Natural-language object grounding data>
---
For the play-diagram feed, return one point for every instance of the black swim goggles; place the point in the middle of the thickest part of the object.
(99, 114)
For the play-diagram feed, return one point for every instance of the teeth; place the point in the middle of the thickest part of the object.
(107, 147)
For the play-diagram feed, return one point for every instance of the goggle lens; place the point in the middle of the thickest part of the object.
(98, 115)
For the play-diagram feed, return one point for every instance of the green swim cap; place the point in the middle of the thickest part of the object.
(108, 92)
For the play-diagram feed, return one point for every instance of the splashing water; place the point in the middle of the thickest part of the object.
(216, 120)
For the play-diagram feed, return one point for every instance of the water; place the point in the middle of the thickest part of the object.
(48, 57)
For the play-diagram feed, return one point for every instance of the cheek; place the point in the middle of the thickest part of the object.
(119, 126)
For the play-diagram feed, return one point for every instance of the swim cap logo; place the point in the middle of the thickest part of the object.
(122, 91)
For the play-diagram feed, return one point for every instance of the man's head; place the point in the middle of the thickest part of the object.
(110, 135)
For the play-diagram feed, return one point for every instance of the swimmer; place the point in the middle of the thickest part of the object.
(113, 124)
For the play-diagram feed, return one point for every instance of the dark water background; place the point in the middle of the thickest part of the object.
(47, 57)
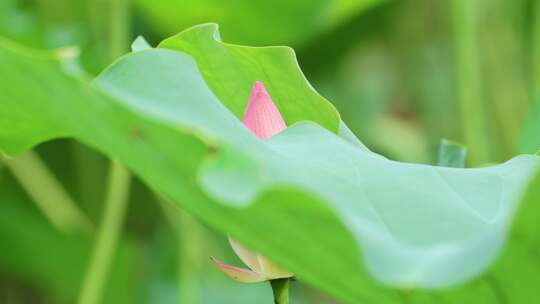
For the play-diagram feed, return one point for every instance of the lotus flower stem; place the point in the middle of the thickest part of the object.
(48, 193)
(108, 235)
(280, 287)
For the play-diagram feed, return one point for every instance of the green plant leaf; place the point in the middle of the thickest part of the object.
(227, 68)
(325, 208)
(451, 154)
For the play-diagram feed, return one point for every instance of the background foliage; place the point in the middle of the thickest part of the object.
(402, 74)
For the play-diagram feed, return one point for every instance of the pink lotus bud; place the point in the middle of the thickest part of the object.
(263, 118)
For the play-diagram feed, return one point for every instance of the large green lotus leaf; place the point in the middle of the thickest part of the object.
(255, 22)
(307, 198)
(227, 68)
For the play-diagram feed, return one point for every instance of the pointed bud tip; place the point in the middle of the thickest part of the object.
(262, 116)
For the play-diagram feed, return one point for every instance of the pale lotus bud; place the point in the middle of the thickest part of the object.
(263, 118)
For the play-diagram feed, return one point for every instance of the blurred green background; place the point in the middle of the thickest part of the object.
(403, 75)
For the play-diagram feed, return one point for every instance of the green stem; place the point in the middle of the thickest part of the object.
(119, 177)
(280, 288)
(108, 235)
(47, 192)
(469, 85)
(536, 54)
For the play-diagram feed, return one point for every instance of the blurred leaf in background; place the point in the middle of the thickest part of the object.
(280, 22)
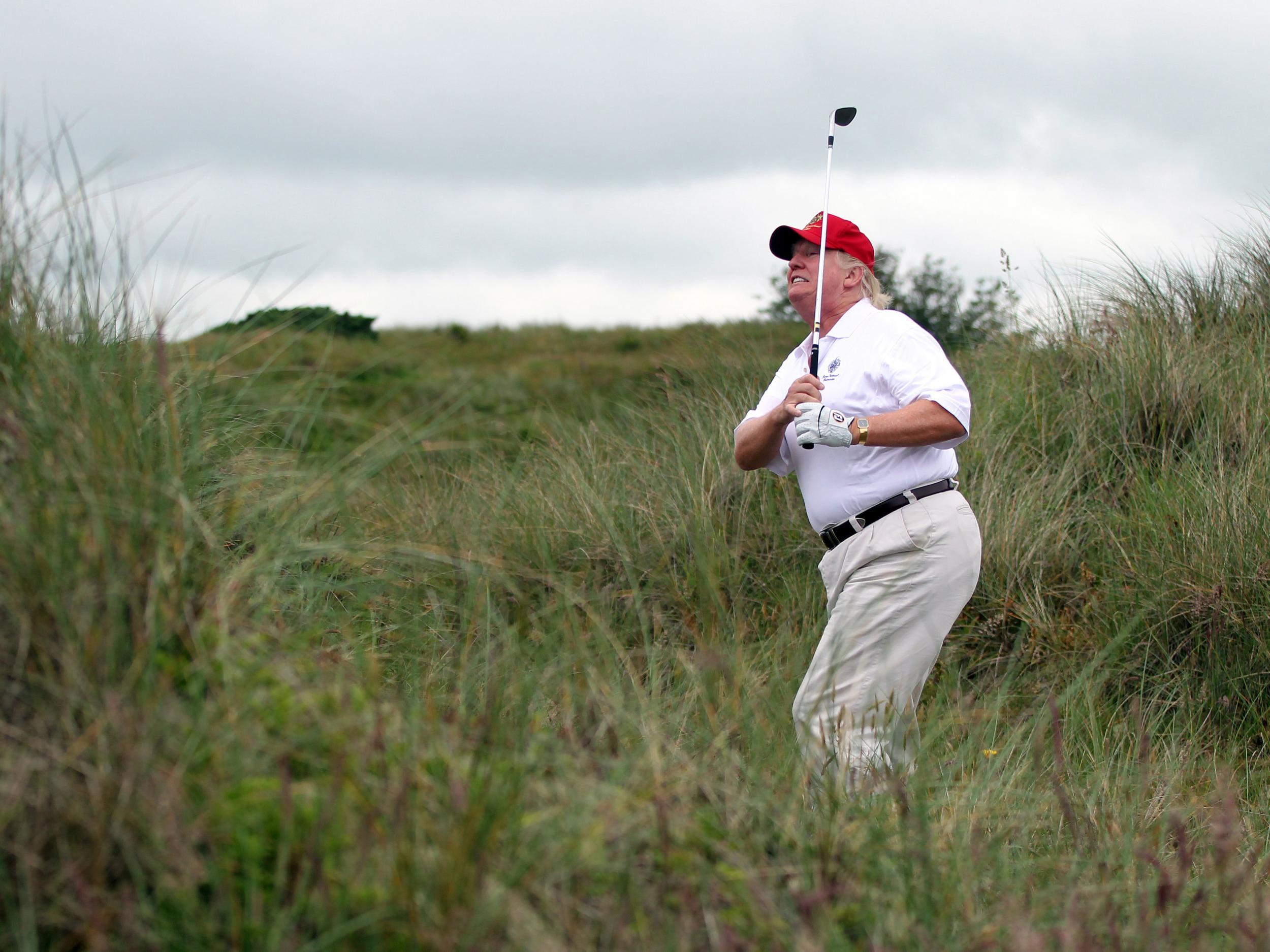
---
ABOUT THIS EXERCISE> Could you set down the data exactly as given, minus its pictures?

WRITTEN RESPONSE>
For the play-diagram feed, return one point for every instance of the black swim goggles; place the point in the middle of the thickest part of the object.
(99, 114)
For the play-diagram feed, return one point for every instance of the teeth; place the point in the middle of the thickest part of the object.
(107, 147)
For the play-diagram feed, return one point for every instance of the goggle lens; place the point in the middle of the thickest part of the object.
(98, 115)
For the play-diagram feed, return one point for every instance of the green swim cap; place the point in the middle of the thickest part of the object.
(108, 92)
For the play-diagram feed, return one point for every instance of the splashing water; place the point in the middle of the thickest part of the object.
(216, 120)
For the play-diagram feed, return one point for every instance of the water; place the point in the middle of the thickest part of the object.
(48, 57)
For the play-diagram feed, return one point for every instance of the cheek; place the point in the middle of the thickest part of the object.
(119, 126)
For the play-diagram feed, return one point for every instance of the swim cap logo; place the point in the middle of the thickest part of the object.
(122, 91)
For the play-diagram feed, return one point for every instance of the man's head; place the point in the middle of the thickest part of the object.
(110, 135)
For the play-diagram feed, return one point for every instance of the swimmer; place the point in the middle of the thickest part of the object.
(113, 124)
For the play-diagram feed, return one point for every instance of the dark water background; place the point in the middle of the thickest part of the object.
(47, 57)
For the play-diagram feed, return one point for every instance of the lotus flower stem; place the point in the middle of the thickest part of the object.
(48, 193)
(108, 235)
(280, 287)
For the play-diagram feed, return one point for every instance of the green plant leaf; place the point in the middle of the thickest part of the object.
(227, 68)
(325, 208)
(451, 154)
For the play-diagram feed, return one point for every instance of the background foliage; place the point in the middle of the thickest part of the object.
(402, 74)
For the play-diagram feed, return one point for every instance of the pink lotus bud; place the point in the middle of the thickest part of the object.
(263, 118)
For the play-diagram feed, return one point for every instance of the large green lotus leaf; place the point in the middle of the thickest part of the object.
(255, 22)
(307, 198)
(227, 68)
For the play-diagram feed, return one point for every instance of the pointed bud tip; place the point in the middle of the thickest part of the object.
(262, 116)
For the play-diagram feed, return one point for every instance of the pale lotus bud; place the point in the middle of the thickest part of the object.
(263, 118)
For the play-diagram feed, return one point for every instance of the blurred green background; place the point in the middle of the thickest part of the object.
(403, 75)
For the play-diagram feed, return one point for every instance of the green stem; place the point in the middle of the thickest part of the object.
(119, 177)
(280, 288)
(108, 235)
(47, 192)
(469, 85)
(536, 54)
For the play-diagram feed, return one point for every instance of the blurred leaf in background; place the point in the middle of the thickest part of the object.
(280, 22)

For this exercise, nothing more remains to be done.